(Given exercise): Repeat every one of the items below word for word, leaving the pictures out of your reply.

______

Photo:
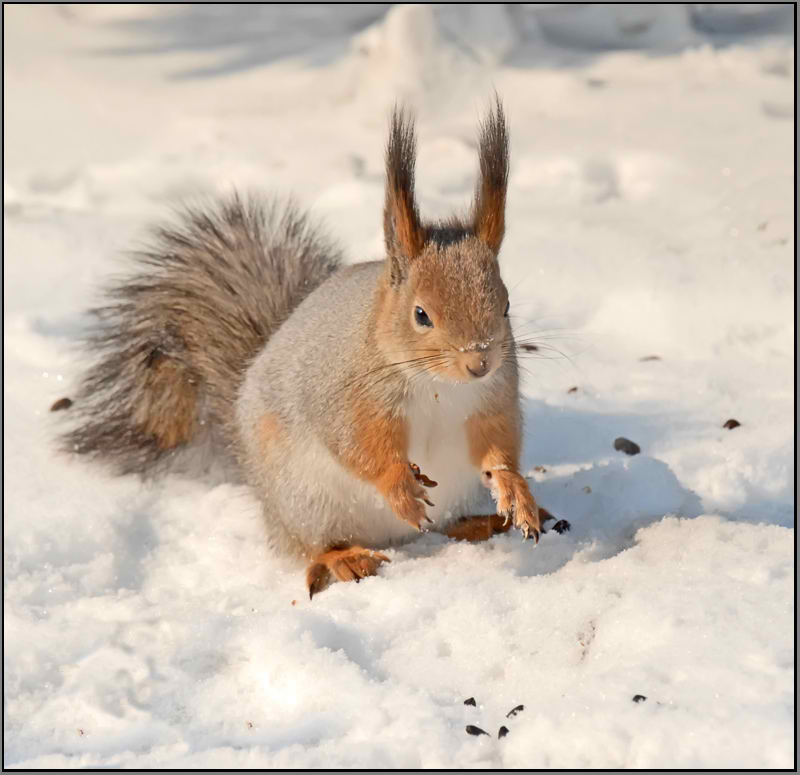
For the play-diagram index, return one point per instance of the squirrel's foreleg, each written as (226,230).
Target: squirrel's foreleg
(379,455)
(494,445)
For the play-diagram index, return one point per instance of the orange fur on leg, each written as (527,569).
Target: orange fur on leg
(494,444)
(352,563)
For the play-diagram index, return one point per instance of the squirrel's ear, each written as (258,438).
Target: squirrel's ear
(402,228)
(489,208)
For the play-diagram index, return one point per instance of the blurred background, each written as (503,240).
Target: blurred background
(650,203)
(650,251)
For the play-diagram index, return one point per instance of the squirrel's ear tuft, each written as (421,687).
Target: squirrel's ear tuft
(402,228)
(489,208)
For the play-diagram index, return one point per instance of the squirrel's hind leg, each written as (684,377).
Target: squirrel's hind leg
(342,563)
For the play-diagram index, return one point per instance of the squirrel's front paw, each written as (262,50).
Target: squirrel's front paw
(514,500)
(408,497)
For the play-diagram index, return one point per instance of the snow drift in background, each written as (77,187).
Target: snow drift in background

______

(Complete answer):
Photo:
For the play-diagram index, return one point per instance of the squirrel's foreleg, each written as (226,230).
Target: squirrel's foreleg
(379,455)
(494,445)
For the play-diagram index, return one point per instance of the orange fur on leg, each written as (527,569).
Target: orange fur on leg
(494,444)
(352,563)
For the play-diagram index, return one point per instance of the squirrel's ear, each written as (258,438).
Target: squirrel's ear
(402,228)
(489,208)
For the play-diagram index, return one point per instance of the blurred background, each written as (503,240).
Target: blurred background
(650,203)
(650,251)
For the play-diagram index, return one point per instance of the squirrel's ear tuft, each written as (421,687).
Target: squirrel's ear tuft
(402,228)
(489,208)
For the play-diagram index, return one point per instance of the squirrel's hind leg, each written as (684,377).
Target: squirrel's hind leg
(342,563)
For the play-diagram index, return one point per instance of the squirrel's front paw, each written as (262,50).
Target: squirrel's front paw
(514,500)
(408,497)
For the play-diagram index, return one point per instance of the snow drift in background, each written as (77,187).
Target: snow drift in background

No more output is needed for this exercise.